» DOCUMENT EXCERPT
++++++++++++++++++++
Brian Navarrete, who earned the title of “Mr. Gay Pride” in Hawaii’s 2008 Mr., Miss, and Ms. Gay Pride contest by raising the most money in the community fundraiser, said he agreed that there is a greater openness in Hawaii than there has been in recent years for people to publicly support LGBTQ issues. While he says there has been a greater ammount of public support for the LGBTQ community, he remains cautious in his hopes that HB 444 will ultimately be passed this year.

“I’m more optimistic now than I was a few years ago,” Navarrete said. “But a lot of times in the past, when we were expecting [the civil unions bill] to pass, it didn’t. There’s always something they can do to kill it.”

In January, the State Senate passed HB 444 in a two-thirds majority floor vote. A week later, however, the House voted to postpone the bill indefinitely. The House votes were approved by voice vote, leaving no official record of how each representative voted.

While January’s House vote put a major obstacle in HB 444’s ability to pass this session, there is still a way to get the bill “un-postponed.” House Rule 46 states that a bill postponed indefinitely can be put up to a vote again if two-thirds members of the House consent to it.

Groups like Equality Hawaii are also making a final push to convince House members to vote on HB 444 this session.
++++++++++++++++++++
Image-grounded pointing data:
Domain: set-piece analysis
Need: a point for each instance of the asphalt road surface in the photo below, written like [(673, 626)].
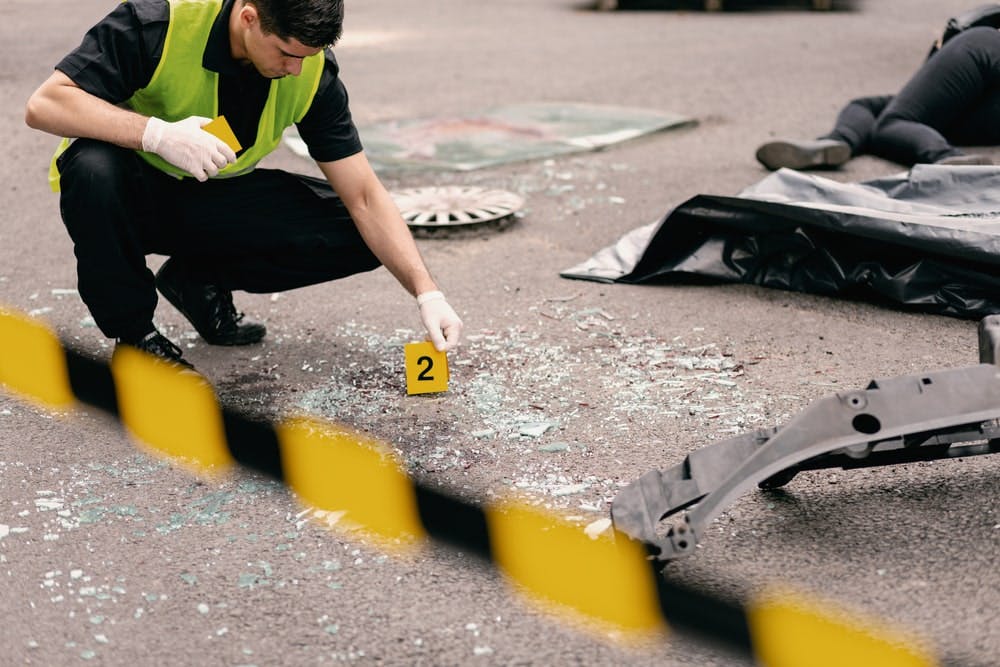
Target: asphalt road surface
[(109, 555)]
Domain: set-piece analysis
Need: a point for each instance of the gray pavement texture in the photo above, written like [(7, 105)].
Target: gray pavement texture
[(111, 556)]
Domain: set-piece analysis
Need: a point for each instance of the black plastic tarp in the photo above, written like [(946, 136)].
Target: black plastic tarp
[(927, 240)]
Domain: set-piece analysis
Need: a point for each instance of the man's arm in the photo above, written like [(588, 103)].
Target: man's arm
[(382, 227), (62, 108)]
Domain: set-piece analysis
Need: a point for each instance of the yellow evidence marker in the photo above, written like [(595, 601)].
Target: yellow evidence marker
[(426, 368), (220, 128)]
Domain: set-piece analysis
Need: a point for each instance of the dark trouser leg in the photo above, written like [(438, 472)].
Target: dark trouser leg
[(939, 97), (856, 122), (102, 203), (265, 231)]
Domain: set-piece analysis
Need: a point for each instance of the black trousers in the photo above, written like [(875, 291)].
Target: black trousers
[(265, 231), (952, 100)]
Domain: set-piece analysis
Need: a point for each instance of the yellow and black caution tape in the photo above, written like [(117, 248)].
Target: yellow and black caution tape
[(331, 467)]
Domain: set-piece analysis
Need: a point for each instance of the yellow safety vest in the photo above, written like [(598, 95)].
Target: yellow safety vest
[(181, 87)]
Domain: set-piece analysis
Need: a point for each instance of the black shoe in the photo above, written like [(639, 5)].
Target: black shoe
[(158, 345), (803, 154), (209, 308)]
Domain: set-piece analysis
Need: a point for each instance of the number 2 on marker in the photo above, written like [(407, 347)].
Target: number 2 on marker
[(425, 375), (426, 369)]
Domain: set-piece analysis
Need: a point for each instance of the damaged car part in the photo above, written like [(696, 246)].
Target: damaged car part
[(932, 415)]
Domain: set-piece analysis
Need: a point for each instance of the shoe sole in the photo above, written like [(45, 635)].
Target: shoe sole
[(778, 154), (170, 296)]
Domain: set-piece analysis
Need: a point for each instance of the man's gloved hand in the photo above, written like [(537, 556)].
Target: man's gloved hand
[(442, 323), (186, 146)]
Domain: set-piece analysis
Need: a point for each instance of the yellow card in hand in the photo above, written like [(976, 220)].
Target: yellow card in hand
[(220, 128), (426, 368)]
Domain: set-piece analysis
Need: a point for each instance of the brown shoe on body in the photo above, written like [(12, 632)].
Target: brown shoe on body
[(810, 154)]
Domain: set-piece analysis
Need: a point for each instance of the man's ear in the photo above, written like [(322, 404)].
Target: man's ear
[(248, 14)]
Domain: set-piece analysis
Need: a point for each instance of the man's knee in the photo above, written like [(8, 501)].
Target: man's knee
[(88, 161)]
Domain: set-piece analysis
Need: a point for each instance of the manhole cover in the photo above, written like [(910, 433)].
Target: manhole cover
[(455, 205)]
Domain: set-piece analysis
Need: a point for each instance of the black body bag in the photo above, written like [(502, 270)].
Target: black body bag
[(988, 15)]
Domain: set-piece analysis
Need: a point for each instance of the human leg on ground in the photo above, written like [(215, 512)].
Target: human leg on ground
[(952, 87)]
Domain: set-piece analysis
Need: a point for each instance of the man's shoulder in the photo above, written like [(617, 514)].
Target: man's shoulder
[(149, 11)]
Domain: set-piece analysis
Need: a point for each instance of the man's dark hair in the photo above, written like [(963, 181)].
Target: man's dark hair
[(315, 23)]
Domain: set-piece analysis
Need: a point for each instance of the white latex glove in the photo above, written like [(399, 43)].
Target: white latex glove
[(442, 323), (186, 146)]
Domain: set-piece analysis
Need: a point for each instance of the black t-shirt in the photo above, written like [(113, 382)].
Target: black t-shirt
++++++++++++++++++++
» REQUIRED TASKS
1. Rewrite the paragraph of the HB 444 article that begins "In January, the State Senate passed HB 444" as a short bulleted list that keeps its main facts.
2. From the HB 444 article, print the passage from "In January, the" up to and including "each representative voted.".
3. List every person and organization that the HB 444 article names.
None of this data is needed for the work on the HB 444 article.

» ANSWER LIST
1.
- In January, the State Senate passed HB 444 by a two-thirds majority floor vote.
- A week later, the House voted to postpone the bill indefinitely.
- The House votes were approved by voice vote, so there is no official record of how each representative voted.

2.
In January, the State Senate passed HB 444 in a two-thirds majority floor vote. A week later, however, the House voted to postpone the bill indefinitely. The House votes were approved by voice vote, leaving no official record of how each representative voted.

3.
- Brian Navarrete
- the State Senate
- the House
- Equality Hawaii